Your assignment »
Could you give the data below again, exactly and completely?

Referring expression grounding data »
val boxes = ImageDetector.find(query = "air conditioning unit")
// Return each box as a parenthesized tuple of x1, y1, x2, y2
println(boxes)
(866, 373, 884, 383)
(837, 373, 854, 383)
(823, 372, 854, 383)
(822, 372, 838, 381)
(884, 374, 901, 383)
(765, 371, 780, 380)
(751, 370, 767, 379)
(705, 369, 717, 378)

Solution for this problem »
val boxes = ImageDetector.find(query = "air conditioning unit")
// Return each box as a parenthesized tuple of x1, y1, x2, y2
println(boxes)
(866, 373, 884, 383)
(837, 373, 854, 383)
(823, 372, 854, 383)
(822, 372, 838, 381)
(884, 374, 901, 383)
(765, 371, 780, 380)
(751, 370, 767, 379)
(705, 369, 717, 378)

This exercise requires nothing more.